## To-do list
(A) In the passage below on New Zealand rural families, where did the Brosnahan family come from?
(B) Summarize the passage below on New Zealand rural families in two sentences.
(C) Continue the passage below on New Zealand rural families from the point where it stops.

## Source extract
+++

The first rural families in New Zealand were Māori. As Māori remained a largely rural people long after the arrival of Europeans, they play a significant part in this story. There was some intermarriage between Europeans who took up farming and Māori women, especially in the early 19th century and later in specific areas such as Northland and the East Coast. Occasionally this led to Europeans acquiring Māori land. Families headed by Māori women tended to retain strong Māori family traditions. In the 20th century as Māori entered the rural workforce their family life was shaped by some of the same forces which affected Pākehā rural families.
Colonial conditions in rural areas put strains on the family. Many migrants had left behind parents and siblings in the old world. Husband, wife and children were thrown together on the voyage out, and the nuclear family (just father, mother and children) was likely to become even more isolated once they found themselves on a backblocks farm. Louisa Rose wrote to her sister in 1852, ‘It is indeed a miserable thing to be so completely cut off from all relations as we are here.’ 1
In a few cases rural settlers were able to attract siblings or friends from home who would come out in a chain migration. In South Canterbury the extended Brosnahan family came out from County Kerry in southern Ireland and settled on land near Kerrytown. But this was unusual. More often settlers found solace from loneliness in the nuclear family. The family became, as Charles Hursthouse said, a man’s ‘nearest and dearest friends.’ 2 Family pursuits – cards, reading aloud, singing around the piano – were important leisure activities on the farm.
As siblings grew up they often remained close, as a comfort against the loneliness of rural life. Kate Squires of Woodend in Southland actively encouraged visits from her sisters Bella, Emily and Mary after she was married, and they usually stayed for long periods. Often the visits coincided with the pregnancy and confinement of one of the women. Kate’s sisters were her primary leisure companions.
There was a gender imbalance in rural areas. There were always more Pākehā men than women in 19th-century New Zealand, but the imbalance was greater in rural areas. In 1874 outside cities and towns there were twice as many non-Māori men as women (68,568 men aged 20 or over; 33,043 women). In some places such as Marlborough and South Canterbury there were even fewer women.

+++

## Data entries
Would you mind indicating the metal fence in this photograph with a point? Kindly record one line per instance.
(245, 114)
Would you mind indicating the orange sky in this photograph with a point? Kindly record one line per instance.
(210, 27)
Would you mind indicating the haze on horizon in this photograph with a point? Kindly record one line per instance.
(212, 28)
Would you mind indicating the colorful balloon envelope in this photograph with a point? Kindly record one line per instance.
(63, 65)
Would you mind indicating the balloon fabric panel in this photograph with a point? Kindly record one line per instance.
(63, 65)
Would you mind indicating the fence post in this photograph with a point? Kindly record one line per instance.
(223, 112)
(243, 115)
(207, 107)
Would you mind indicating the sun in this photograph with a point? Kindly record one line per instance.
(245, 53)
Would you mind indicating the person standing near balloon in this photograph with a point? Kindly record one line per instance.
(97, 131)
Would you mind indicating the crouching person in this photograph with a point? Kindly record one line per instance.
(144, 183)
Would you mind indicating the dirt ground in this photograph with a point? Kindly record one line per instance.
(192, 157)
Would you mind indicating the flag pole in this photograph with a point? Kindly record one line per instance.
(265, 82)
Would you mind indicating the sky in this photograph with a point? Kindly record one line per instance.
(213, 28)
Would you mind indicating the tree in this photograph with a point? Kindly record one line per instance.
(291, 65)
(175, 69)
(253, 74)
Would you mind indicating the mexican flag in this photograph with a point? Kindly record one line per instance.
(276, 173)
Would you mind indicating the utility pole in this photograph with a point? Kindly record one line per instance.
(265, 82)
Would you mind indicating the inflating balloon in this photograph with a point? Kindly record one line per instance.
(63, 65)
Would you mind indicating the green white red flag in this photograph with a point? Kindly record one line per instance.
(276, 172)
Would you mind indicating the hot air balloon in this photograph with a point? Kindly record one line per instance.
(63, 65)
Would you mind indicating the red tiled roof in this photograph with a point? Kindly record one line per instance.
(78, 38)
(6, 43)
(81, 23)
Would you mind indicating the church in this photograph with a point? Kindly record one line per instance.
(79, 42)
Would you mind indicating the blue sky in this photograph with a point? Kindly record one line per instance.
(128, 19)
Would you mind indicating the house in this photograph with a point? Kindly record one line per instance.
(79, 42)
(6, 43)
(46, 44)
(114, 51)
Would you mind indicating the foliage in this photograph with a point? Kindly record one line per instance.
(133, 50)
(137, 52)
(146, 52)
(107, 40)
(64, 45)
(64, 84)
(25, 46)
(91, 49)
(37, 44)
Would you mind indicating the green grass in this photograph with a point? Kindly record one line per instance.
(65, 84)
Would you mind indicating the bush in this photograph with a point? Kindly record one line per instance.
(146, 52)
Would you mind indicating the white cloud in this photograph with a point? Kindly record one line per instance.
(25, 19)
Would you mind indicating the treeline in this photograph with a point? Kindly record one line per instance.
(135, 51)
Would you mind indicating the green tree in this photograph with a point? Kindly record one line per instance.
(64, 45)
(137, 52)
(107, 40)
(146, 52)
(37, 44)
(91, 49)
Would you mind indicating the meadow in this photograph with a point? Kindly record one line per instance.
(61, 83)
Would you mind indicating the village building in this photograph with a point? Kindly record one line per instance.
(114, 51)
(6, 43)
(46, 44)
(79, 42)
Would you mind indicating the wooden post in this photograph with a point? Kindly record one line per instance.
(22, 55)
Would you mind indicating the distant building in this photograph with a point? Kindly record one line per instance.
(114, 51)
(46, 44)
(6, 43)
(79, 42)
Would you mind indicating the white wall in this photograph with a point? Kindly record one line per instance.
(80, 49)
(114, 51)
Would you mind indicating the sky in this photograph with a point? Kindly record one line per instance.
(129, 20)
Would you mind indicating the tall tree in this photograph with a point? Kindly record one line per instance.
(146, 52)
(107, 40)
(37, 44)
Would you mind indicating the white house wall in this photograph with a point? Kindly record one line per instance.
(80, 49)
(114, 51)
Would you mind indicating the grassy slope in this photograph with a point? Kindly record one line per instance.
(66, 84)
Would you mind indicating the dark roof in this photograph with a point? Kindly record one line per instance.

+++

## Answers
(A) County Kerry in southern Ireland.

(B) Māori were the first rural families in New Zealand, and some Europeans who took up farming married Māori women, especially in the early 19th century. Colonial rural conditions left the nuclear family isolated, so settlers turned to it for companionship, while rural areas had a strong gender imbalance, with twice as many non-Māori men as women outside cities and towns in 1874.

(C)
When a woman arrived at the new settlement of Āpiti in the Manawatū in the 1880s, a group of bush-fellers were hard at work. One man rushed up to his employer, saying, ‘Boss, I’m finishing, I want my pay.’ The boss asked what was wrong. ‘Look,’ said the man, ‘there’s a woman coming, I’m going further back.’ 3
On the east coast of both islands where there were large sheep-farming runs many single men were employed as shepherds, or in short-term or seasonal jobs as shearers or harvesters. They often lived in ‘men’s quarters’. A few single women may have been found in the larger homesteads as domestic servants, and perhaps there was an occasional married couple. But there were few families and the institutions of male culture such as hotels and drinking places were strong.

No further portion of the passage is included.